[PROBLEM STATEMENT]: Copy the records below word for word. Stop after the line that contains "Target: barn roof".

Data excerpts:
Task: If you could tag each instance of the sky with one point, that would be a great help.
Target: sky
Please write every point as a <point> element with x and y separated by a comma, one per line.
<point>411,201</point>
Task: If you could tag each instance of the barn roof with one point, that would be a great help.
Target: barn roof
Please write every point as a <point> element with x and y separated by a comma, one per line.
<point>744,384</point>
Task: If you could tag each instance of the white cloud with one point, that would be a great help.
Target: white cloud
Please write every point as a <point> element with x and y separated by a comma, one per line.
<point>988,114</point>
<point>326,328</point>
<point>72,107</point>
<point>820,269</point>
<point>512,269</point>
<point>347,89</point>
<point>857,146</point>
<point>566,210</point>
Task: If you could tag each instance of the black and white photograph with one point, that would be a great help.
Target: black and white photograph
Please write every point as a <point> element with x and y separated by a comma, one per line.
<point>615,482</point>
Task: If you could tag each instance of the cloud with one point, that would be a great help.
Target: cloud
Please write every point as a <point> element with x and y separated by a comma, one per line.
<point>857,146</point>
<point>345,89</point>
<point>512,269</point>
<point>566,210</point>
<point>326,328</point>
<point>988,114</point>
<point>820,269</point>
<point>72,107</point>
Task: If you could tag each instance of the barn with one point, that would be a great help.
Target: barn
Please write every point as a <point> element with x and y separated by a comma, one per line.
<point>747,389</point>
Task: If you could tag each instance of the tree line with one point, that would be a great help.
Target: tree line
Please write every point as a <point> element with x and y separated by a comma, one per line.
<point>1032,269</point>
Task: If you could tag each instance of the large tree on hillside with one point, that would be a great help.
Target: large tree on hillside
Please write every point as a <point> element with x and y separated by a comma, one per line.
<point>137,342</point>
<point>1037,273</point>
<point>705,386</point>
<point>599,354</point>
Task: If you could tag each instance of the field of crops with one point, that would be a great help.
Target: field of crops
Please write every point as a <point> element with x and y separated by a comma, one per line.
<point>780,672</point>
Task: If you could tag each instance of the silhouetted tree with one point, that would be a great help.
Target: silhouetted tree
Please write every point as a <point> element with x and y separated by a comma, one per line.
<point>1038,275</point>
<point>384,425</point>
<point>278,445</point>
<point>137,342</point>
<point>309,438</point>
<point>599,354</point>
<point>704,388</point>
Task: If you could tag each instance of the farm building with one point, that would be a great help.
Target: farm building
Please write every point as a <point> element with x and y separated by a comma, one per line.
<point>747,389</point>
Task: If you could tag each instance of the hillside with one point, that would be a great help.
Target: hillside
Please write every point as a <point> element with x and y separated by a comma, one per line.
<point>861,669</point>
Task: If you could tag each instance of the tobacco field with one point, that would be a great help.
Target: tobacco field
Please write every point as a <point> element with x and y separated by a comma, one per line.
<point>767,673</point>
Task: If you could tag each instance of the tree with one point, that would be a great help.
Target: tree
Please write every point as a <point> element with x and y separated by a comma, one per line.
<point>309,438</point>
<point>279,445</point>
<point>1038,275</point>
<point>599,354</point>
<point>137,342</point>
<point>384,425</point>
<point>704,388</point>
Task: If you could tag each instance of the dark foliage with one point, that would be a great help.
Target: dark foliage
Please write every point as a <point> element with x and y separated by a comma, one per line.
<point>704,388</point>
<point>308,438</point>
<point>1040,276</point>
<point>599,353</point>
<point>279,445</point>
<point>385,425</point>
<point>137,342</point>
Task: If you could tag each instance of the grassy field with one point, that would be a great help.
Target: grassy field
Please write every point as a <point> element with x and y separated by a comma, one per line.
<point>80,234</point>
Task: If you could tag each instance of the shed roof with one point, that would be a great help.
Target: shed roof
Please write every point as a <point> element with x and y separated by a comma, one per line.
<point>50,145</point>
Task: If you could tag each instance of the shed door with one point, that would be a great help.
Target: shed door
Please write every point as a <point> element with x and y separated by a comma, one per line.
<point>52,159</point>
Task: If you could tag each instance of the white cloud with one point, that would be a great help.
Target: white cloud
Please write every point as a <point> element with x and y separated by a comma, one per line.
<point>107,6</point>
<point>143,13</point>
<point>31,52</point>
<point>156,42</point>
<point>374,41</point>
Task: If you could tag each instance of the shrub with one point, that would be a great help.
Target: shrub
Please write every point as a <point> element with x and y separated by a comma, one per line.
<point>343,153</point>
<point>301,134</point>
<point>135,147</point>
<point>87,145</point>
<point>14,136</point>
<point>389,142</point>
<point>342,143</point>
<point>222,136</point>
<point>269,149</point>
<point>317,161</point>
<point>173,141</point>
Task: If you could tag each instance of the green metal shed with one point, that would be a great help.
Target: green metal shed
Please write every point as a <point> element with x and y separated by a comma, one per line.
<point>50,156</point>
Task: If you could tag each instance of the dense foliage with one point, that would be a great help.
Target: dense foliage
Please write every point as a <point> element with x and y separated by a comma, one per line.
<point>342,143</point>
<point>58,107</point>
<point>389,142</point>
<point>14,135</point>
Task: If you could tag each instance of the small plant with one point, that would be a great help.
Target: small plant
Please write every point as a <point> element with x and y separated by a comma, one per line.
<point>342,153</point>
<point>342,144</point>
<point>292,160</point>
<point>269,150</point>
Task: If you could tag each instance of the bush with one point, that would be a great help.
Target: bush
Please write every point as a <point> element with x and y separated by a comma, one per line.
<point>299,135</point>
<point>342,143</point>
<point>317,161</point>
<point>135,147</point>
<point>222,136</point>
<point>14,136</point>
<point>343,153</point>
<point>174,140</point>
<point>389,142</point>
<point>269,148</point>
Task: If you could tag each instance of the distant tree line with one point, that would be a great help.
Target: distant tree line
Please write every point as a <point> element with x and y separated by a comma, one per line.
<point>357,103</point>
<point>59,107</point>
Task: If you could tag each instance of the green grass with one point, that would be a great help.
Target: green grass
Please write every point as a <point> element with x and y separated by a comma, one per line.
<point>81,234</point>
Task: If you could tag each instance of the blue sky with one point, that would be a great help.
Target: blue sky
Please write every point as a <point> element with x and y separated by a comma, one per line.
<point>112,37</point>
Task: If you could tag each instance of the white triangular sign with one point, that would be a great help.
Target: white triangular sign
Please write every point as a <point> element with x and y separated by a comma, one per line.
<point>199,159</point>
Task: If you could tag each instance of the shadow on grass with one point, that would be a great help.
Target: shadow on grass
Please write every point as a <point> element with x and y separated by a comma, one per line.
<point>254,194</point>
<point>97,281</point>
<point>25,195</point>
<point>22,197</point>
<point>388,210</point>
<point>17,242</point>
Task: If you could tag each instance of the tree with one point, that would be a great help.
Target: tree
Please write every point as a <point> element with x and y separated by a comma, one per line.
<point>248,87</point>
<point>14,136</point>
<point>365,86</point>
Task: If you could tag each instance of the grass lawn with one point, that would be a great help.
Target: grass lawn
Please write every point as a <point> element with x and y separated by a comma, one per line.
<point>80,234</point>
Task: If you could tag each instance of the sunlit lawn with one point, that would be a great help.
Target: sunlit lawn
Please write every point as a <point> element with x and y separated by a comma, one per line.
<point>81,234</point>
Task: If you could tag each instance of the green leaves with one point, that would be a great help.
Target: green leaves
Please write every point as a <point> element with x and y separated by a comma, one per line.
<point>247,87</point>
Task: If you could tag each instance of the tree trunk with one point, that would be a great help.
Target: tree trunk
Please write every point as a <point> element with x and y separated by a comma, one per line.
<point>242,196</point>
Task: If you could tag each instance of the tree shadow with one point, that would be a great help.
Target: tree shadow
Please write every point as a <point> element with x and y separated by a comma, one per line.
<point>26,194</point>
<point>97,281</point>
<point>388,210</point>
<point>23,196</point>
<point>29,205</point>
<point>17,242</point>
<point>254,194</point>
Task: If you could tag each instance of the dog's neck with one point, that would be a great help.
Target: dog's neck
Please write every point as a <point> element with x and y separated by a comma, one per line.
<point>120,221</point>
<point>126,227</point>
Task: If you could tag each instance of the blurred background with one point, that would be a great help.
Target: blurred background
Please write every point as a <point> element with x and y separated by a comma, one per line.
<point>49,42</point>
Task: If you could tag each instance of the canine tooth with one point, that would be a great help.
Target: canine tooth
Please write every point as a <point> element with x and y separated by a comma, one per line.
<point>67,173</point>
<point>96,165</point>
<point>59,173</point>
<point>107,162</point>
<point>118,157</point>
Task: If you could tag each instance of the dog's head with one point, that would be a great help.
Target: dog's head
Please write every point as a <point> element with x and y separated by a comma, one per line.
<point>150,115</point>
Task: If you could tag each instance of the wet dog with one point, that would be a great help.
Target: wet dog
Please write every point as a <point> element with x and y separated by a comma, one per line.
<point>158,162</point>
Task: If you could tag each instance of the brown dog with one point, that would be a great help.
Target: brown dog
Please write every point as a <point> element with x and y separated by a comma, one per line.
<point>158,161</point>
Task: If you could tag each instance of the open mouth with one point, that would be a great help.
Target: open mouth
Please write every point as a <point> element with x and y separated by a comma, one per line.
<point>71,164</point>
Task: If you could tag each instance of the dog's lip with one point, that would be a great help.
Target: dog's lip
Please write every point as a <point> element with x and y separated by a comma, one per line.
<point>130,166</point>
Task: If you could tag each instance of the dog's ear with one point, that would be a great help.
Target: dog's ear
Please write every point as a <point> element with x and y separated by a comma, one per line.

[WRITTEN ANSWER]:
Task: If you could tag each instance of the sky with one point, that would be a great help.
Target: sky
Please write every point as a <point> element with x and y separated by a comma, one per line.
<point>411,201</point>
Task: If you could tag each instance of the barn roof with one point, that would be a great help.
Target: barn roof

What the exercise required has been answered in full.